» DOCUMENT TEXT
· · · ·
For each task in the provided dataset sample (ds_sample variable) we check if the solution has passed unit tests or not. If yes, correct_number is increased by 1. The metric value is just a fraction of the correct answers.

In [None]:
from tqdm import tqdm

def calculate_zero_shot_pass_metric(ds_sample):
    correct_number = 0

    total_number = len(ds_sample)


    for task in tqdm(ds_sample, desc="Progress: "): # representative running process implemented with tqdm
      correct_number += did_task_pass_unit_tests(task)

    return correct_number / total_number


## Split the dataset by the categories
**HumanEvalFix** is the most challenging task
for most models. They commonly regenerate the buggy function without making any change (e.g. WizardCoder) or they introduce new bugs (e.g. GPT-4)

We analyze model performance by bug type (categories: "function misuse", "variable misuse", "operator misuse", "excess logic", "missing logic", "value misuse"). Misuse bug types could be together classified as "wrong logic"

In [None]:
splitted_by_categories = {}
categories = ["function misuse", "variable misuse", "operator misuse", "excess logic", "missing logic", "value misuse"]

for category in categories:
  splitted_by_categories[category] = []

for task in new_ds:
  splitted_by_categories[task["bug_type"]].append(task)

## Evaluate all tasks from the category


In [None]:
def evaluate_the_category(category_name):
  print("Starting evalution of tasks with bug type {category_name}:".format(category_name=category_name))
· · · ·
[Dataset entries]
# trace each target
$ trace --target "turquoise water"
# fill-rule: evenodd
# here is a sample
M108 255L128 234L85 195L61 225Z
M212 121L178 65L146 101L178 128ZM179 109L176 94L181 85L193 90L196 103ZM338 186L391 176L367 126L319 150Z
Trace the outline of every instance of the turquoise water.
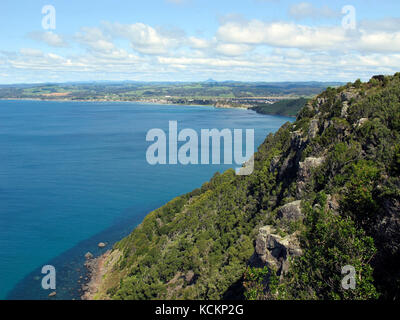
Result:
M0 101L0 299L44 299L40 268L57 269L57 298L79 298L84 254L100 254L151 210L226 165L151 166L146 133L254 128L258 146L291 118L213 107ZM99 241L108 246L100 250Z

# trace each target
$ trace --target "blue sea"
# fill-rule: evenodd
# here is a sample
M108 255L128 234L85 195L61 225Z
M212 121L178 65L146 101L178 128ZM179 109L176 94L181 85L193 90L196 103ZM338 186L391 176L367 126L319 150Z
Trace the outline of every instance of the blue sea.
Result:
M169 120L199 136L255 129L257 147L293 119L205 106L0 101L0 299L48 299L47 264L57 271L54 299L79 299L85 253L110 249L150 211L235 167L148 164L146 133L168 132Z

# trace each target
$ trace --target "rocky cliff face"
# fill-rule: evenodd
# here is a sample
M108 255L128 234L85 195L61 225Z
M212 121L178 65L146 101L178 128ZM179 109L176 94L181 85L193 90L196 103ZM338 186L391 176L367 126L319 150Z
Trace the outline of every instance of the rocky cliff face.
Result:
M254 159L149 214L115 246L102 296L399 297L400 74L328 89Z

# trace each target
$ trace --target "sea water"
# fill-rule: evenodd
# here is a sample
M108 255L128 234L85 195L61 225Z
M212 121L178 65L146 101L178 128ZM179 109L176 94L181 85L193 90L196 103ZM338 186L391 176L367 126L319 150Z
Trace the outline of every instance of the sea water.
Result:
M255 146L292 118L239 109L124 102L0 101L0 299L79 299L84 255L147 213L235 165L150 165L146 133L254 129ZM221 145L222 148L222 145ZM222 154L222 152L221 152ZM99 242L107 246L98 248Z

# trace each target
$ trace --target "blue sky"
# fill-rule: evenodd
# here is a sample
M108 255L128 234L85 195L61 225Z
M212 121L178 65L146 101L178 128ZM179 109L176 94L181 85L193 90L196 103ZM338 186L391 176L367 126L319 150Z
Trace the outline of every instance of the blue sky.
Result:
M42 26L45 5L55 29ZM398 0L2 0L0 12L0 83L350 81L400 71Z

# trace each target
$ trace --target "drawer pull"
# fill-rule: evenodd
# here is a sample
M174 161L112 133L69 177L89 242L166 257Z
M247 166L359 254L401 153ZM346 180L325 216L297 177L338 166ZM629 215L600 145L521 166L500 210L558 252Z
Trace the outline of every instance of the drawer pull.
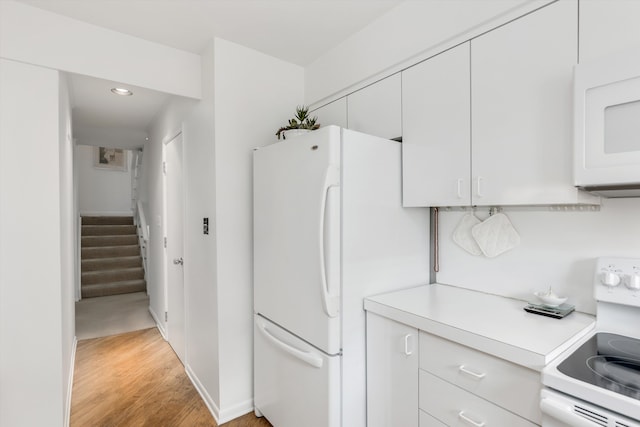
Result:
M465 366L464 366L464 365L460 365L460 366L458 367L458 370L459 370L460 372L464 372L464 373L465 373L465 374L467 374L467 375L471 375L473 378L476 378L476 379L478 379L478 380L481 380L482 378L484 378L484 377L487 375L487 374L485 374L485 373L478 374L477 372L470 371L469 369L465 368Z
M472 426L475 426L475 427L484 427L484 425L486 424L484 421L477 422L477 421L472 420L471 418L467 417L464 414L464 411L458 412L458 418L460 418L465 423L471 424Z
M407 334L404 336L404 354L406 356L411 356L413 354L413 346L409 345L409 339L411 338L411 334Z

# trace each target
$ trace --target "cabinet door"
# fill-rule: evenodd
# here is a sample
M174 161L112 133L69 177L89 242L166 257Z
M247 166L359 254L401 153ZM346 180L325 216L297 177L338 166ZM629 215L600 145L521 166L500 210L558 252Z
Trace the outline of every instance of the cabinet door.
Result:
M635 49L640 45L640 2L580 2L580 62Z
M347 96L348 127L381 138L402 136L400 74Z
M402 73L404 206L471 204L469 73L469 43Z
M471 41L472 202L569 203L577 3L560 1Z
M418 427L418 330L367 312L367 426Z
M323 105L311 111L310 115L317 117L317 123L321 127L336 125L342 128L347 127L347 98L340 98L329 104Z

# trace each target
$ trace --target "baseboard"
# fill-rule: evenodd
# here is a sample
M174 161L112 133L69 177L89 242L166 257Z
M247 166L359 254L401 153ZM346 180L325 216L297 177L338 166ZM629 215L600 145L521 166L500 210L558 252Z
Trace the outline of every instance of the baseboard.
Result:
M164 330L164 324L160 321L160 318L156 315L156 312L153 311L153 308L151 308L151 306L149 306L149 314L151 315L151 317L153 317L153 320L156 322L156 328L158 328L160 335L162 335L162 338L164 338L164 340L167 341L167 331Z
M230 408L220 411L219 423L224 424L244 414L248 414L249 412L253 412L253 399L240 402Z
M80 212L80 216L133 216L132 211Z
M207 390L204 388L204 386L198 379L198 376L195 374L195 372L193 372L193 370L191 369L191 366L189 364L185 365L184 370L187 373L187 376L189 377L189 379L191 380L191 384L193 384L193 386L196 388L196 390L198 391L198 394L200 395L200 397L202 397L202 400L204 400L204 404L207 405L209 412L211 412L211 415L213 415L213 418L216 420L216 424L220 425L226 422L226 421L220 420L220 409L215 404L211 396L209 396L209 393L207 393Z
M209 412L211 412L211 415L213 415L213 418L215 418L218 425L227 423L244 414L248 414L249 412L253 412L253 399L240 402L237 405L221 411L211 396L209 396L209 393L207 393L207 390L204 388L200 380L198 380L198 376L193 372L191 366L187 364L184 369L187 372L187 376L191 380L191 383L196 390L198 390L198 394L200 394L200 397L204 400L205 405L209 408Z
M76 370L76 348L78 348L78 339L73 337L73 344L71 346L71 363L69 366L69 383L67 386L67 402L64 410L64 424L65 427L69 427L71 422L71 396L73 395L73 373Z

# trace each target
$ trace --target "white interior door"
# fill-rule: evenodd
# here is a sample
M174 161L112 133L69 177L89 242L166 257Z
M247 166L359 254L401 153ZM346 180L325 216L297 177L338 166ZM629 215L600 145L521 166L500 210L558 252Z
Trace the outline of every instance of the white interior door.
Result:
M185 357L182 135L169 141L165 154L165 236L167 266L167 335L182 363Z

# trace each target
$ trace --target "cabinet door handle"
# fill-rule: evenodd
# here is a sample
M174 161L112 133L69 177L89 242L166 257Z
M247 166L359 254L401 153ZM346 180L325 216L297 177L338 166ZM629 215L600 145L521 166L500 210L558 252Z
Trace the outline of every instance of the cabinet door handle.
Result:
M473 371L469 370L469 369L468 369L466 366L464 366L464 365L460 365L460 366L458 366L458 371L460 371L460 372L464 372L464 373L465 373L465 374L467 374L467 375L471 375L472 377L474 377L474 378L476 378L476 379L478 379L478 380L481 380L482 378L484 378L485 376L487 376L487 374L485 374L485 373L480 373L480 374L479 374L479 373L477 373L477 372L473 372Z
M471 424L472 426L475 426L475 427L484 427L484 425L486 424L484 421L477 422L477 421L472 420L471 418L467 417L464 414L464 411L458 412L458 418L460 418L465 423Z
M409 339L411 338L411 336L411 334L407 334L404 336L404 354L406 356L411 356L413 354L413 348L410 348L409 346Z
M482 181L484 181L484 178L481 176L476 179L476 196L478 197L484 197L484 194L482 194Z

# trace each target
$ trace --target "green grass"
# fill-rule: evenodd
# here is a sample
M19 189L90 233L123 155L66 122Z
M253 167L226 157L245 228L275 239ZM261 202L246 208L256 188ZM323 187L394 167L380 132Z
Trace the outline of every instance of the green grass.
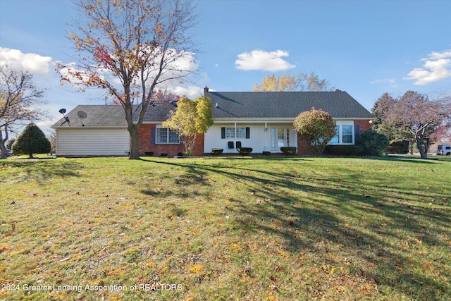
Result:
M450 300L447 159L0 160L0 300Z

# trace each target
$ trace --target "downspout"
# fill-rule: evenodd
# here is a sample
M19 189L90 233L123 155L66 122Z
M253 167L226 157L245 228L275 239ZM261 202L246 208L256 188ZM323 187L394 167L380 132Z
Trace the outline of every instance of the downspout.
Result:
M268 150L268 123L265 121L265 151Z
M235 121L234 124L235 124L235 138L234 138L233 144L235 145L235 152L238 152L238 150L237 149L237 122Z

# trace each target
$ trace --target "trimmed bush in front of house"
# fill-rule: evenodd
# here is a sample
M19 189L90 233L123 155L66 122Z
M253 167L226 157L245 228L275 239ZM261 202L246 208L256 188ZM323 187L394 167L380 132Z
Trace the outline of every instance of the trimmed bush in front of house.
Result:
M280 147L280 152L282 152L285 154L296 154L296 147Z
M252 147L238 147L237 149L241 154L249 154L254 150Z
M357 145L327 145L323 154L332 156L359 156L362 147Z

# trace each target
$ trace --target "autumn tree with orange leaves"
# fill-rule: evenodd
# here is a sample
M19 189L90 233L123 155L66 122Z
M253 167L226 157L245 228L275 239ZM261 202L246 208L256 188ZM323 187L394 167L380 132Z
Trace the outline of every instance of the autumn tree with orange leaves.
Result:
M85 24L72 25L78 63L58 63L61 82L105 90L125 112L130 159L155 91L186 80L197 69L189 32L197 16L183 0L80 0ZM135 120L134 120L135 119Z

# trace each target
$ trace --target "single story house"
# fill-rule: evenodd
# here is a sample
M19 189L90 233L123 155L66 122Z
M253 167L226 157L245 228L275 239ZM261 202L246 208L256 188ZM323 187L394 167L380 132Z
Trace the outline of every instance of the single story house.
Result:
M292 128L295 118L312 107L328 112L336 122L337 135L330 145L353 145L370 128L374 116L344 91L334 92L210 92L214 124L197 137L194 154L222 148L237 153L240 147L254 153L278 153L294 146L308 154L306 144ZM140 130L139 152L175 156L183 152L177 133L163 121L175 110L176 102L158 102L147 112ZM69 121L68 122L67 120ZM53 126L59 156L126 156L130 137L123 109L115 105L78 106Z

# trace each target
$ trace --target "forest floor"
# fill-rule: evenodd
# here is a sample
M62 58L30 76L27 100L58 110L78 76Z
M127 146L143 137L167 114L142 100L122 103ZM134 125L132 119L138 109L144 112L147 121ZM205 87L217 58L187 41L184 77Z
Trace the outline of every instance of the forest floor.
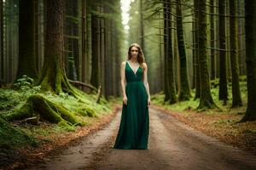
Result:
M88 117L90 119L89 124L84 127L78 127L74 131L57 130L55 125L47 122L42 122L40 126L23 125L23 130L31 129L34 131L34 136L38 141L40 141L39 145L36 147L25 146L8 150L8 152L0 152L0 170L24 168L58 155L61 150L65 150L69 145L76 144L78 141L83 140L90 134L108 126L117 113L119 107L119 105L113 105L112 112L102 114L97 118Z
M31 152L28 154L28 157L23 160L23 162L26 163L24 163L21 167L26 166L26 169L104 170L249 170L256 168L255 145L249 144L246 148L241 147L241 150L218 139L222 139L220 134L223 133L216 133L214 138L206 135L208 134L207 133L208 131L221 130L218 129L218 126L217 126L217 129L212 129L213 128L209 122L212 122L212 119L206 118L207 116L202 116L201 112L188 111L189 113L184 114L184 112L166 110L159 106L150 107L148 150L124 150L112 148L120 120L121 112L119 111L118 114L113 114L107 118L108 121L105 121L105 122L110 122L108 126L105 124L102 126L102 128L96 128L99 130L93 131L89 135L86 135L88 133L79 133L80 138L76 139L75 142L68 144L72 141L71 139L62 144L62 147L56 147L55 144L58 145L59 142L61 141L61 139L59 139L50 144L51 150L54 151L46 151L47 154L45 154L44 152L45 152L44 150L47 147L43 147L41 150ZM195 118L185 115L193 116ZM225 118L221 119L225 120ZM254 128L255 127L251 128ZM206 129L208 129L208 131ZM76 134L70 135L78 135L77 133L73 133ZM84 134L85 137L83 137ZM70 135L68 135L68 138L71 138ZM226 136L229 137L229 135ZM226 139L229 139L228 137ZM62 137L63 139L65 138ZM253 139L249 139L253 140ZM233 138L226 140L236 139ZM250 151L243 150L244 149L249 149L249 147L251 147ZM53 150L53 148L55 149ZM51 153L49 154L49 152ZM32 154L32 156L31 156ZM29 156L33 157L32 161L29 161ZM37 159L38 161L35 162ZM17 165L16 167L18 167Z

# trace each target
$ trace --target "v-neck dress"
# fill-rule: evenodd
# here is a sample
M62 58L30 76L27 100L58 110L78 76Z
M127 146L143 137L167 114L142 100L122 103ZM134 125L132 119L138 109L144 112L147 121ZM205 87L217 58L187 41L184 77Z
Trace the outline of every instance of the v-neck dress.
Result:
M127 105L123 104L122 116L113 148L147 150L148 139L148 94L143 82L143 70L133 71L125 63Z

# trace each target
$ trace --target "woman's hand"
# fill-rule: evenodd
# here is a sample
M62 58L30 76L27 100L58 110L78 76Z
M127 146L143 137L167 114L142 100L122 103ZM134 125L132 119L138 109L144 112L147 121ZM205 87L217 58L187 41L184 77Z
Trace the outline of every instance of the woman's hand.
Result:
M126 96L124 96L124 98L123 98L123 103L125 105L127 105L127 97Z
M148 106L149 106L151 104L150 99L148 99Z

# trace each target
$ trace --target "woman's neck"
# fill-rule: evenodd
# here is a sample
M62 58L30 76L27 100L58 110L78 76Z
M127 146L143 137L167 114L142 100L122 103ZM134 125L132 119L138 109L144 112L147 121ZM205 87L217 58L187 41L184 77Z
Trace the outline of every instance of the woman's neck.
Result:
M132 59L132 58L131 58L131 59L129 60L129 61L131 62L131 63L137 63L137 59Z

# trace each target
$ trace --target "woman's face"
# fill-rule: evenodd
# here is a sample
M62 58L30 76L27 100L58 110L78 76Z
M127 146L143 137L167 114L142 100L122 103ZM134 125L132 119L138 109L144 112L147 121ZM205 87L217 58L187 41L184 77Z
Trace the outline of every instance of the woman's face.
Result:
M137 57L138 54L138 48L137 47L132 47L131 48L131 57Z

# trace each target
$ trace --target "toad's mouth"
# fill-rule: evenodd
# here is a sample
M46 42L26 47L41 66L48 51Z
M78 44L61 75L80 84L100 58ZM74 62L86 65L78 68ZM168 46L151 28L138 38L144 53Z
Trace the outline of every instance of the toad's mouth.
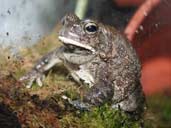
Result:
M74 52L80 53L81 51L83 52L87 52L87 53L91 53L91 54L95 54L95 49L92 48L91 46L85 45L85 44L81 44L75 40L63 37L63 36L59 36L58 37L60 41L63 42L63 44L66 46L66 48L68 48L69 50L72 50Z

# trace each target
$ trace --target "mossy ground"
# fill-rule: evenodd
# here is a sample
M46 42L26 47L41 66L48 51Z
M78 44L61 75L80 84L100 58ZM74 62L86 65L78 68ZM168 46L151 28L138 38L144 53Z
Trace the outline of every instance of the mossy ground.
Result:
M75 97L79 93L79 86L69 79L63 65L48 72L41 88L34 84L31 89L26 89L23 83L18 82L19 77L29 71L37 59L61 45L56 33L54 30L33 47L21 49L19 56L11 56L8 49L0 49L0 104L8 105L12 113L15 112L22 127L140 127L140 121L134 121L107 105L94 108L91 112L76 111L69 106L60 96L67 93ZM147 102L149 109L144 117L145 127L171 126L171 101L168 96L147 97Z

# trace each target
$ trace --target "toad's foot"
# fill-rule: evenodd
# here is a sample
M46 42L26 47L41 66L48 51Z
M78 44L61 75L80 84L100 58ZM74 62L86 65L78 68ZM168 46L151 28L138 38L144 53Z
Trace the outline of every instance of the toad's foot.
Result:
M42 87L42 81L45 79L45 75L41 72L36 70L32 70L31 72L27 73L26 75L22 76L19 80L20 81L27 81L26 88L31 88L34 81Z

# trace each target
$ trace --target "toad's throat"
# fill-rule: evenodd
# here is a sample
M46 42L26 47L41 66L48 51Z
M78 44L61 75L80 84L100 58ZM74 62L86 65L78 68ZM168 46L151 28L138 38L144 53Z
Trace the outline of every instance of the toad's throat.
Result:
M59 38L60 41L62 41L66 45L73 45L73 46L77 46L77 47L80 47L80 48L83 48L83 49L87 49L87 50L91 51L93 54L95 54L95 49L92 48L91 46L81 44L81 43L79 43L79 42L77 42L75 40L72 40L72 39L69 39L69 38L66 38L66 37L63 37L63 36L59 36L58 38Z

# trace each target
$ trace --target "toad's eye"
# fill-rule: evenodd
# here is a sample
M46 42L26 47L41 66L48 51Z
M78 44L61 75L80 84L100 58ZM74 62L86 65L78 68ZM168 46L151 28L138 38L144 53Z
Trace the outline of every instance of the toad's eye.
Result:
M97 25L96 25L95 23L90 22L90 23L85 24L84 30L85 30L88 34L94 34L94 33L97 32L98 27L97 27Z

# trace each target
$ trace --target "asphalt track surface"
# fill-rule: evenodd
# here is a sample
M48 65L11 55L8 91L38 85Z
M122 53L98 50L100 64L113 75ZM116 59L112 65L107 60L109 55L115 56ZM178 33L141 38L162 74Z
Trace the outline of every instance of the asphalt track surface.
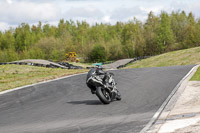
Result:
M129 133L150 121L193 66L113 71L122 101L103 105L86 75L0 95L0 133Z

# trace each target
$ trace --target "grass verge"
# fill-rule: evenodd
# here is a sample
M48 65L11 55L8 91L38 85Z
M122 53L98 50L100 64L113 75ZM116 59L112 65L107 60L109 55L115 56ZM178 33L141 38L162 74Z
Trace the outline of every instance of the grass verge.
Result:
M0 91L87 71L87 69L0 65Z
M200 64L200 47L179 50L133 62L125 68L163 67Z
M200 81L200 67L197 69L196 73L190 79L191 81Z

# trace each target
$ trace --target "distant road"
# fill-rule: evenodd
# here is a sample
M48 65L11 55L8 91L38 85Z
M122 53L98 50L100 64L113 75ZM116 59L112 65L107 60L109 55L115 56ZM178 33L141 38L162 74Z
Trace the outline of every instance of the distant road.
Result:
M121 60L115 61L111 64L103 65L103 68L105 68L105 69L117 69L118 67L126 65L133 60L134 59L121 59Z
M122 101L103 105L86 75L0 95L0 133L127 133L149 122L193 66L113 71Z

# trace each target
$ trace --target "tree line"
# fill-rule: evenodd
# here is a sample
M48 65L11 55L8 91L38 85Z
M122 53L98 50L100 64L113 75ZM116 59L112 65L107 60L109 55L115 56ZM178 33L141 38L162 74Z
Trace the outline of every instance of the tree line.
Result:
M0 31L0 62L20 59L62 61L76 52L85 62L99 62L153 56L200 46L200 19L190 12L162 11L148 14L145 22L136 18L115 25L61 19L57 26L22 23Z

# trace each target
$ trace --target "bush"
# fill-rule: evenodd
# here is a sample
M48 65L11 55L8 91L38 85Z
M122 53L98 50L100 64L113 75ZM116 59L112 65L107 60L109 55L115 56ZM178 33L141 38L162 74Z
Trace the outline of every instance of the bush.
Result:
M101 45L95 45L89 55L90 62L106 61L106 50Z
· · · ·
» PROBLEM TO WORK ON
Could you write what comes next in the notebook text on evaluating HumanEvalFix by bug type, starting right after its last line? You won't need the records.

» EXERCISE RESPONSE
  zero_shot_pass_metric_result = calculate_zero_shot_pass_metric(splitted_by_categories[category_name])
  print("Result for {category_name}: {result}".format(category_name=category_name, result=zero_shot_pass_metric_result))
  return zero_shot_pass_metric_result


In [None]:
evaluate_the_category("excess logic")

Starting evalution of tasks with bug type excess logic:


Progress: 100%|██████████| 31/31 [12:02<00:00, 23.30s/it]

Result for excess logic: 0.06451612903225806





0.06451612903225806

In [None]:
evaluate_the_category("missing logic")

Starting evalution of tasks with bug type missing logic:


Progress: 100%|██████████| 33/33 [10:15<00:00, 18.64s/it]

Result for missing logic: 0.030303030303030304





0.030303030303030304

In [None]:
evaluate_the_category("value misuse")

Starting evalution of tasks with bug type value misuse:


Progress: 100%|██████████| 44/44 [14:43<00:00, 20.09s/it]

Result for value misuse: 0.13636363636363635





0.13636363636363635

In [None]:
for category in ["function misuse", "variable misuse", "operator misuse"]:
  evaluate_the_category(category)

Starting evalution of tasks with bug type function misuse:


Progress: 100%|██████████| 8/8 [01:12<00:00,  9.01s/it]


Result for function misuse: 0.25
Starting evalution of tasks with bug type variable misuse:


Progress: 100%|██████████| 23/23 [06:46<00:00, 17.67s/it]


Result for variable misuse: 0.2608695652173913
Starting evalution of tasks with bug type operator misuse:


Progress: 100%|██████████| 25/25 [04:06<00:00,  9.88s/it]

Result for operator misuse: 0.16





We have calculated the metric values for each bug type. Let's observe the received results. We see that (in my implementation) the "missing logic" turns out to be the most challenging, but in general let's notice that "missing logic" and "excess logic" bugs the model had changed only 3 times out of 64 tasks, which is really poor performance.

Because of it on the whole dataset the function has (2 + 1 + 6 + 2 + 6 + 4) / 164 = **0.128...**, which is less than it stays in hugging face experiments:

pass@1 (T=0.2) on HumanEvalFixTests Python
self-reported
**18.380**

But if calculate the statistic among only *"wrong logic"* bug type, it would be (6 + 2 + 4 + 6) / 100 = **0.18**, which is near the value they had presented.